**Image-grounded pointing data:**
###

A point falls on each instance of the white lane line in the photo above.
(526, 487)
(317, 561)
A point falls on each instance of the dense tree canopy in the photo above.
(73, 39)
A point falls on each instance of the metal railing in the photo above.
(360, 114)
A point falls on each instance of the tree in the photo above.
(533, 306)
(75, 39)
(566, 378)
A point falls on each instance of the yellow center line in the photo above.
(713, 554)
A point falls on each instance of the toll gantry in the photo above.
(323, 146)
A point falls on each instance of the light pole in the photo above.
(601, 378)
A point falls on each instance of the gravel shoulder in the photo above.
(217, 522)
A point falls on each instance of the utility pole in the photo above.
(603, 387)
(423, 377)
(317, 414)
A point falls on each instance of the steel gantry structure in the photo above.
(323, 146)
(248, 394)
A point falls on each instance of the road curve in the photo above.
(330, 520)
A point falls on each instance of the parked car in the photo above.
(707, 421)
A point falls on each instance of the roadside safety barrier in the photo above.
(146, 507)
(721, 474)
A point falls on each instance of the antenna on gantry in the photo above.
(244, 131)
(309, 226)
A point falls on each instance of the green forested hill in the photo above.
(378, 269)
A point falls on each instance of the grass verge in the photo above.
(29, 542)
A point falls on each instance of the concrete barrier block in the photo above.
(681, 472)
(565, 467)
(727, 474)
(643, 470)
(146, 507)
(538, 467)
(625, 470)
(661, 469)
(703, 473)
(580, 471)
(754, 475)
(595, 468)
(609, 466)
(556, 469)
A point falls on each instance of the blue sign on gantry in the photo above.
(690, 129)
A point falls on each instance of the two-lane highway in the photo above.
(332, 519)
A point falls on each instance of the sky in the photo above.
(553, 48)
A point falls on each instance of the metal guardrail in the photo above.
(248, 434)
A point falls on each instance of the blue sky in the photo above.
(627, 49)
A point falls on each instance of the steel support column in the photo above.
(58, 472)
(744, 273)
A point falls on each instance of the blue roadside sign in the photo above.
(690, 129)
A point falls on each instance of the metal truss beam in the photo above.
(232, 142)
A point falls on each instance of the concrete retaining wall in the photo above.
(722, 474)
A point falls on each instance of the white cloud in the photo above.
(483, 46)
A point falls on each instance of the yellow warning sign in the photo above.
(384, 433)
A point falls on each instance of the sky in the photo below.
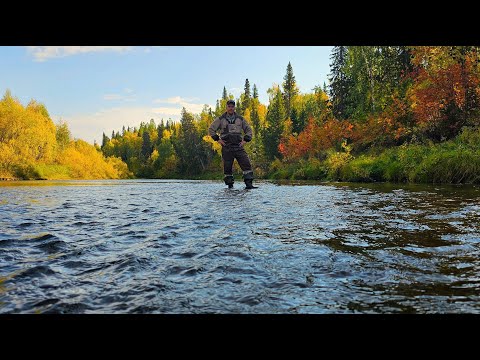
(98, 89)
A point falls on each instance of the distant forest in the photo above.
(389, 113)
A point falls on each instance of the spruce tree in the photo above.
(255, 91)
(275, 120)
(290, 89)
(339, 82)
(247, 95)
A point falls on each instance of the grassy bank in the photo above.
(454, 161)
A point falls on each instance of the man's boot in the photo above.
(248, 178)
(229, 181)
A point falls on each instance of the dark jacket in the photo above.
(230, 133)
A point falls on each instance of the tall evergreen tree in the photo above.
(247, 95)
(339, 81)
(275, 122)
(188, 146)
(146, 145)
(290, 89)
(105, 140)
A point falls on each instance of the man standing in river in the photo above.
(231, 125)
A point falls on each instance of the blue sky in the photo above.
(97, 89)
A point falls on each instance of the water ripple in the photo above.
(166, 246)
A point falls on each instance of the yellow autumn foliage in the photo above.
(29, 147)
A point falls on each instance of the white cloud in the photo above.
(175, 100)
(235, 91)
(181, 102)
(43, 53)
(121, 97)
(89, 127)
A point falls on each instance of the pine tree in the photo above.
(339, 82)
(247, 95)
(188, 146)
(239, 107)
(224, 95)
(105, 140)
(290, 89)
(146, 145)
(275, 121)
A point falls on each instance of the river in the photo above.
(173, 246)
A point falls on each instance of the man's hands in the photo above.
(243, 142)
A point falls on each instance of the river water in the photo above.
(172, 246)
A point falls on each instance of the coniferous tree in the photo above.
(340, 82)
(247, 95)
(275, 120)
(255, 91)
(290, 89)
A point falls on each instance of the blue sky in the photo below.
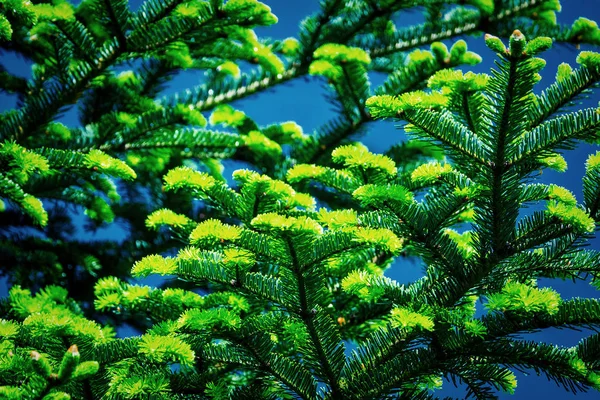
(303, 101)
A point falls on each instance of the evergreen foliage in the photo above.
(281, 290)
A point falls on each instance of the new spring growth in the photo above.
(69, 363)
(40, 365)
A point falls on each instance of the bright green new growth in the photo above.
(271, 277)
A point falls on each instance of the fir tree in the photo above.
(288, 288)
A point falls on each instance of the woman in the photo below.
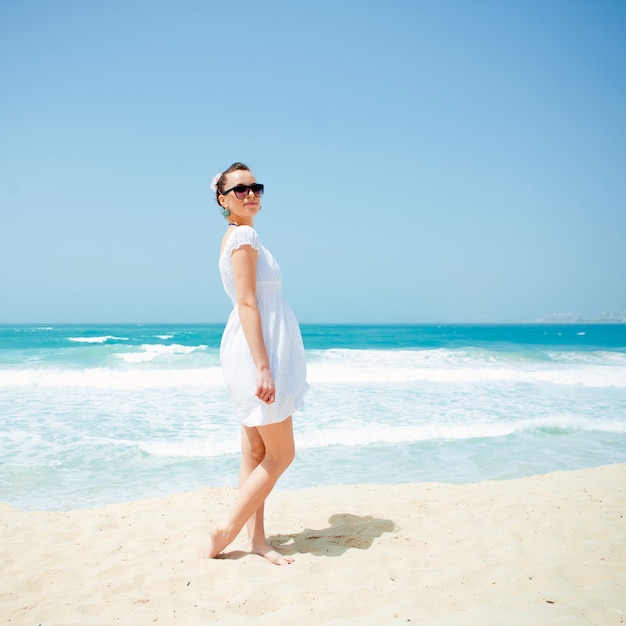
(263, 361)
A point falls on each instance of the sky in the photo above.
(424, 161)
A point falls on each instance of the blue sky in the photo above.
(428, 161)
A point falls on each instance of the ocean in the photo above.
(91, 415)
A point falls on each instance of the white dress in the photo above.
(281, 335)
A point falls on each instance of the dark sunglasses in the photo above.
(242, 191)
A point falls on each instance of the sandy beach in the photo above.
(542, 550)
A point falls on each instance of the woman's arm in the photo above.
(244, 261)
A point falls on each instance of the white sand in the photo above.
(544, 550)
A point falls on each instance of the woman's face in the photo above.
(246, 207)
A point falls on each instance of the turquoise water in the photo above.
(97, 414)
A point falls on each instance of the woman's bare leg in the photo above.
(257, 478)
(253, 452)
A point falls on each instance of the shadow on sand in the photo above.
(346, 531)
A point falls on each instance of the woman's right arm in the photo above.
(244, 261)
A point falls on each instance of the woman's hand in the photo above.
(265, 390)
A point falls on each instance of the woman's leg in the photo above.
(277, 440)
(252, 454)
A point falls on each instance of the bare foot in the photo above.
(268, 552)
(219, 540)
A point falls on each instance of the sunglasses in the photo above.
(242, 191)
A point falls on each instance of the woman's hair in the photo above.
(222, 179)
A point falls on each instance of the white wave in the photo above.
(373, 434)
(334, 373)
(151, 352)
(191, 448)
(105, 378)
(102, 339)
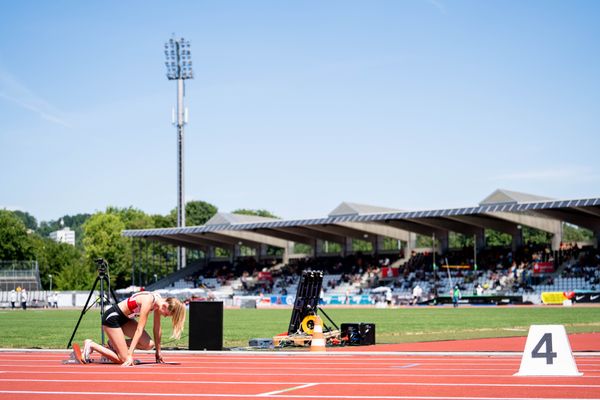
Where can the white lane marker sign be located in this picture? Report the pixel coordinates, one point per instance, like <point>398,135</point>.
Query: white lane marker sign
<point>548,353</point>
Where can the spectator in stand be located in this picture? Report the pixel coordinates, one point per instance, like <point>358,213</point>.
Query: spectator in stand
<point>388,297</point>
<point>479,290</point>
<point>12,298</point>
<point>24,299</point>
<point>417,293</point>
<point>456,296</point>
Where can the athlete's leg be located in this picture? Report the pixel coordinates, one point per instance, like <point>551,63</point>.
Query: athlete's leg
<point>145,342</point>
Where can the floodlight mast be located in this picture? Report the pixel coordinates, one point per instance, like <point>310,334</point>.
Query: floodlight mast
<point>179,68</point>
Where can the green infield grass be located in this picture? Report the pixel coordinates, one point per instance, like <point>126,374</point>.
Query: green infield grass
<point>48,328</point>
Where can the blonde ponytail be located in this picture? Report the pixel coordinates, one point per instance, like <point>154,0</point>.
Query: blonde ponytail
<point>177,309</point>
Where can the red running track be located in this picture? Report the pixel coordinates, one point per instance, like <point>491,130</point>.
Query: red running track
<point>233,375</point>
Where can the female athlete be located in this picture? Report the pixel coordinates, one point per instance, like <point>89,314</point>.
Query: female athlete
<point>119,321</point>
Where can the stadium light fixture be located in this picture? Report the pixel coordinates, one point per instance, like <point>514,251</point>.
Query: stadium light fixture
<point>178,61</point>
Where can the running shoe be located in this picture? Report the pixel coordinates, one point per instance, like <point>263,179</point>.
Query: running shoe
<point>87,350</point>
<point>77,353</point>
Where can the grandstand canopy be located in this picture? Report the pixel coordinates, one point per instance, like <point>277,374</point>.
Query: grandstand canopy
<point>503,210</point>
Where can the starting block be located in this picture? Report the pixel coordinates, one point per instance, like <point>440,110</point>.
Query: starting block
<point>548,353</point>
<point>302,340</point>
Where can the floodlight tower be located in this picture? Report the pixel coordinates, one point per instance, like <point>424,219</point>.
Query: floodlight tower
<point>179,68</point>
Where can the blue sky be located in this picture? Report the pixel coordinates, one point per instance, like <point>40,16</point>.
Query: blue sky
<point>297,106</point>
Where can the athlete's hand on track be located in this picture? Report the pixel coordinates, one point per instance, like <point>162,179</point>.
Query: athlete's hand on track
<point>128,362</point>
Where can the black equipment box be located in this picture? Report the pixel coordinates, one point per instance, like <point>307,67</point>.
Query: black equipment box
<point>206,325</point>
<point>358,334</point>
<point>307,299</point>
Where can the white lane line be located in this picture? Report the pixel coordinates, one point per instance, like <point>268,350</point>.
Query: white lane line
<point>77,371</point>
<point>303,384</point>
<point>285,396</point>
<point>287,390</point>
<point>231,367</point>
<point>405,366</point>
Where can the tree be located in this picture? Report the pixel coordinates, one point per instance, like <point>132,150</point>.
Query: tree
<point>258,213</point>
<point>131,217</point>
<point>103,240</point>
<point>196,213</point>
<point>75,222</point>
<point>28,219</point>
<point>15,243</point>
<point>53,257</point>
<point>573,233</point>
<point>73,277</point>
<point>497,239</point>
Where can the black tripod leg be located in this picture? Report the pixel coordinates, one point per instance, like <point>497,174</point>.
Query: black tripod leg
<point>83,311</point>
<point>329,319</point>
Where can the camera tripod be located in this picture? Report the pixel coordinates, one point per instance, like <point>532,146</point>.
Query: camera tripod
<point>105,291</point>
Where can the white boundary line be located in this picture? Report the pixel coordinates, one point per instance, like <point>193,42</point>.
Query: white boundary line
<point>302,385</point>
<point>288,389</point>
<point>317,354</point>
<point>282,396</point>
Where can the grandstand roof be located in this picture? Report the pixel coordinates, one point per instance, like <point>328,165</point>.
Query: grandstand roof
<point>502,196</point>
<point>346,208</point>
<point>503,210</point>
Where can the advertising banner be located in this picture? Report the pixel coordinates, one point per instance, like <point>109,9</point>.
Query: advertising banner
<point>543,267</point>
<point>553,297</point>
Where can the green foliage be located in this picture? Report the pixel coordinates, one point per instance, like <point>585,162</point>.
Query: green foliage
<point>301,248</point>
<point>28,219</point>
<point>75,222</point>
<point>103,240</point>
<point>75,277</point>
<point>536,236</point>
<point>573,233</point>
<point>394,325</point>
<point>162,221</point>
<point>196,213</point>
<point>424,241</point>
<point>390,243</point>
<point>15,243</point>
<point>258,213</point>
<point>362,245</point>
<point>497,239</point>
<point>53,257</point>
<point>331,247</point>
<point>459,241</point>
<point>132,218</point>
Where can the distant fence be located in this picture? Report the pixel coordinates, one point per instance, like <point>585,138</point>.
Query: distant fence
<point>24,274</point>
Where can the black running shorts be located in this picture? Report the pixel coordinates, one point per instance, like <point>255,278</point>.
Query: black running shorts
<point>114,318</point>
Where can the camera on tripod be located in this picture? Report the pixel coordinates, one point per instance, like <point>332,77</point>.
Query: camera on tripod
<point>104,296</point>
<point>102,266</point>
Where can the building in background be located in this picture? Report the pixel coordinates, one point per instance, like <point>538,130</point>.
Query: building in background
<point>65,235</point>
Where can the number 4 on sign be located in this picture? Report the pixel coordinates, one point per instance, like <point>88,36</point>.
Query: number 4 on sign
<point>548,353</point>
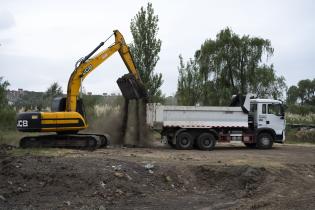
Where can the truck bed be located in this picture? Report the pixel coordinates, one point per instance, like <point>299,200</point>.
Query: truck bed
<point>159,116</point>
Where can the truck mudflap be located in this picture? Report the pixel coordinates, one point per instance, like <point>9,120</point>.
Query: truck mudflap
<point>131,88</point>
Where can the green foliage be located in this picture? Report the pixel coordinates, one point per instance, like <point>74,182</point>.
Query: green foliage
<point>53,91</point>
<point>300,110</point>
<point>303,93</point>
<point>189,85</point>
<point>308,119</point>
<point>3,95</point>
<point>231,64</point>
<point>7,113</point>
<point>297,136</point>
<point>145,49</point>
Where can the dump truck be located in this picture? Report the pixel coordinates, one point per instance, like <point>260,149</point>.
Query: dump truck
<point>258,123</point>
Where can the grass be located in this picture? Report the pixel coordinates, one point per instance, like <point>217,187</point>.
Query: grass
<point>11,137</point>
<point>300,119</point>
<point>295,136</point>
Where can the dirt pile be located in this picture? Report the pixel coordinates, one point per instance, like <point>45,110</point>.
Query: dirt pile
<point>98,182</point>
<point>49,182</point>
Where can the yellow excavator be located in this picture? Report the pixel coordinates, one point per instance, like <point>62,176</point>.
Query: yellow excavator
<point>67,116</point>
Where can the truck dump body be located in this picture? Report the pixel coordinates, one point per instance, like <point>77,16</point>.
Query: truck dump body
<point>159,116</point>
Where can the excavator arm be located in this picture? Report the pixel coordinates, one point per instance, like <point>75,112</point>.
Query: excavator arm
<point>130,84</point>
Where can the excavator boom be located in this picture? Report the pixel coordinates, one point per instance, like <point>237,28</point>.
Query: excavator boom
<point>67,116</point>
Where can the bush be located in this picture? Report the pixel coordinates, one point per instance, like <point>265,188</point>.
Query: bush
<point>300,119</point>
<point>301,110</point>
<point>301,135</point>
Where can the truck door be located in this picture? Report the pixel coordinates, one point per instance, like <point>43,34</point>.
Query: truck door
<point>272,116</point>
<point>275,118</point>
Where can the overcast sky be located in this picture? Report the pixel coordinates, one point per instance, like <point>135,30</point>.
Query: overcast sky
<point>41,40</point>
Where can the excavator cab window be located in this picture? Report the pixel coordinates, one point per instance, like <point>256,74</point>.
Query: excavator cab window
<point>80,108</point>
<point>58,104</point>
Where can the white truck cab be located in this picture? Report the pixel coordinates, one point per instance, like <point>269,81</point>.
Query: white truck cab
<point>258,123</point>
<point>269,114</point>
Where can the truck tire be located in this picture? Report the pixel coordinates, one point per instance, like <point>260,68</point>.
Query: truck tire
<point>264,141</point>
<point>170,141</point>
<point>206,141</point>
<point>184,140</point>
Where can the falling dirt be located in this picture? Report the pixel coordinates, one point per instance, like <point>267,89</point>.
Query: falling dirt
<point>135,131</point>
<point>125,126</point>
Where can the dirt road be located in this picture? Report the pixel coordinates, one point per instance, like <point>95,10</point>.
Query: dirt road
<point>230,177</point>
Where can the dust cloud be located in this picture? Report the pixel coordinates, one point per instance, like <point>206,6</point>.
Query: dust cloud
<point>126,125</point>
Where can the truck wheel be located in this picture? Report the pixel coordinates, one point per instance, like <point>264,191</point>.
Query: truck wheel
<point>250,145</point>
<point>184,140</point>
<point>206,141</point>
<point>264,141</point>
<point>170,141</point>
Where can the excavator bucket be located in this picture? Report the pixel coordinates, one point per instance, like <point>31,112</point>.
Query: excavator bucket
<point>131,88</point>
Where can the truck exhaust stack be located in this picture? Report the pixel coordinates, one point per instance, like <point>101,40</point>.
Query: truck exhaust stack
<point>131,88</point>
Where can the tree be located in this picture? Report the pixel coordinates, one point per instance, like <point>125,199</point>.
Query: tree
<point>53,91</point>
<point>145,49</point>
<point>292,95</point>
<point>231,64</point>
<point>3,93</point>
<point>7,113</point>
<point>303,93</point>
<point>188,85</point>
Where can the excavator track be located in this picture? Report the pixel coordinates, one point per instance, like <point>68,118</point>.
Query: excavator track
<point>73,141</point>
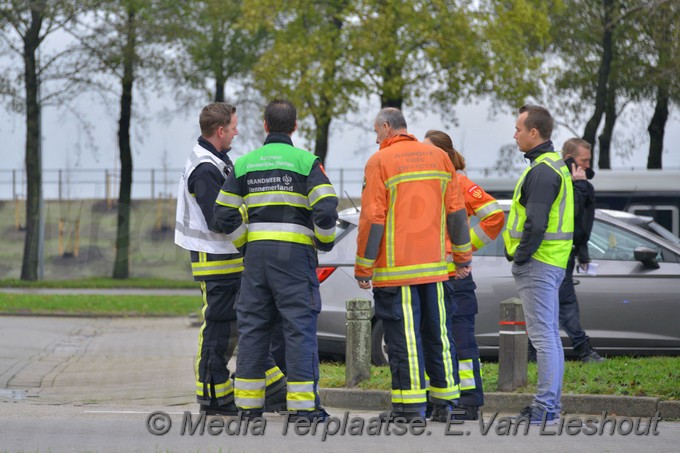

###

**WORK REQUEST:** Write out exactly the lines above between the one with "A point falls on each instance of the sandy" and the one with "Where can the white lane marker", inclusive, with pictures left out.

**RESULT OF THIS TASK:**
A point falls on each instance of the sandy beach in the photo above.
(542, 550)
A point falls on each instance of the woman's arm in the photo above.
(244, 261)
A point falls on each instance of the white sand in the photo above.
(544, 550)
A point falls on each instance of the woman's face in the photo above.
(246, 207)
A point falls on each instance of the turquoise water in the photo above.
(97, 414)
A point falls on each instance of the woman's bare leg in the photo above.
(257, 478)
(253, 452)
A point falls on each instance of the shadow on sand in the photo above.
(346, 531)
A point falls on each instance of the woman's right arm in the photo above.
(244, 261)
A point falls on each instance of the woman's hand in the photo above.
(265, 390)
A point falls on each instance of the woman's leg in the photo above.
(277, 440)
(252, 454)
A point falls on each instance of the bare foot in the photo above.
(268, 552)
(219, 540)
A point falls on each instance of the sunglasses in the photo above.
(242, 191)
A point falls on each instance of the woman's hair in the photo above.
(222, 179)
A point falls on each instance of the white wave in the photo above.
(373, 434)
(334, 373)
(151, 352)
(191, 448)
(105, 378)
(102, 339)
Where can the white lane marker sign be located in this picture? Report the pixel coordinates, one point per instance, like <point>398,135</point>.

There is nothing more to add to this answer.